**READING TEXT:**
----------------------------------------

Kingfisher Airlines will not be able to fly for the time being. The Directorate General of Civil Aviation (DGCA) has suspended its licence as the airline failed to satisfy the directorate that it had a “safe, efficient and reliable service”.

The airline will have to stop selling tickets immediately.

Civil Aviation Minister Ajit Singh said that the licence had to be suspended due to safety concerns. The airlines can always come back after it meets the requirements, he said. He said that the DGCA cannot compromise on passenger safety.

Kingfisher is also likely to lose its slots around the country. “How long can we wait for them to come back? Now that the order has been issued, slots will automatically go to whoever wants them. Kingfisher can seek them when it comes back but only after clearing previous dues,” a person-in-the-know said.

On October 1, the airline suspended all operations after its engineers refused to certify the aircraft for schedule flights, a prerequisite for any aircraft to take to the skies. The engineers, like other employees earlier, were protesting non-payment of salaries for the last seven months.

DGCA’s decision today to suspend the licence came barely 24 hours after the expiry of the deadline set by the regulator for the airline to reply to its show-cause notice on why its licence should not be suspended or cancelled.

----------------------------------------

**RECORDED DATA:**
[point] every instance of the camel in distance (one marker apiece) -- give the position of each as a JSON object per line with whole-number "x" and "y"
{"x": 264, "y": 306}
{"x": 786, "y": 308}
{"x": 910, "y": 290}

----------------------------------------

**GIVEN REQUEST A:** In the article on Kingfisher Airlines, how long had the engineers gone without pay?
**GIVEN REQUEST B:** Extend the article on Kingfisher Airlines by writing what comes next after its final sentence.

**EXERCISE ANSWER A:** Seven months.

**EXERCISE ANSWER B:**
The airline replied to the show-cause notice, but instead of tackling specific issues relating to payment of salaries and when it expected to restart operations, and sought more time from the regulator. In a message to staff members, a senior Kingfisher officer said: “A suspension is temporary and we can have it reversed once we submit a concrete plan to the DGCA. So, let us all hope for some good news with the meeting next week.”

Terming the suspension on “expected lines”, Chief Executive Officer, Centre for Asia Pacific Aviation, Kapil Kaul, said that the suspension will allow the airline to rethink about a complete revival or assess damages due to possible closure rather than restarting operations with five aircraft.

Terming the suspension of Kingfisher licence as unfortunate but not unexpected, Amber Dubey Partner and Head, Aviation, KPMG, felt that the suspension may not have any further impact on airfares as this has already been factored in by other airlines during the summer season when Kingfisher reduced its fleet.

Many are seeing the suspension of Kingfisher’s licence as the end of the road for the airline. “It will be difficult for an airline to rebound once it shuts down. But if the Diaego deal works out then one cannot say anything. However, at the moment it seems a bit unlikely that Kingfisher will come back,” said Kaul.

Debt-strapped Kingfisher Airlines has been facing problems for close to a year now.

Also read: Suspension and after

ashwini.phadnis@thehindu.co.in

(This article was published on October 20, 2012)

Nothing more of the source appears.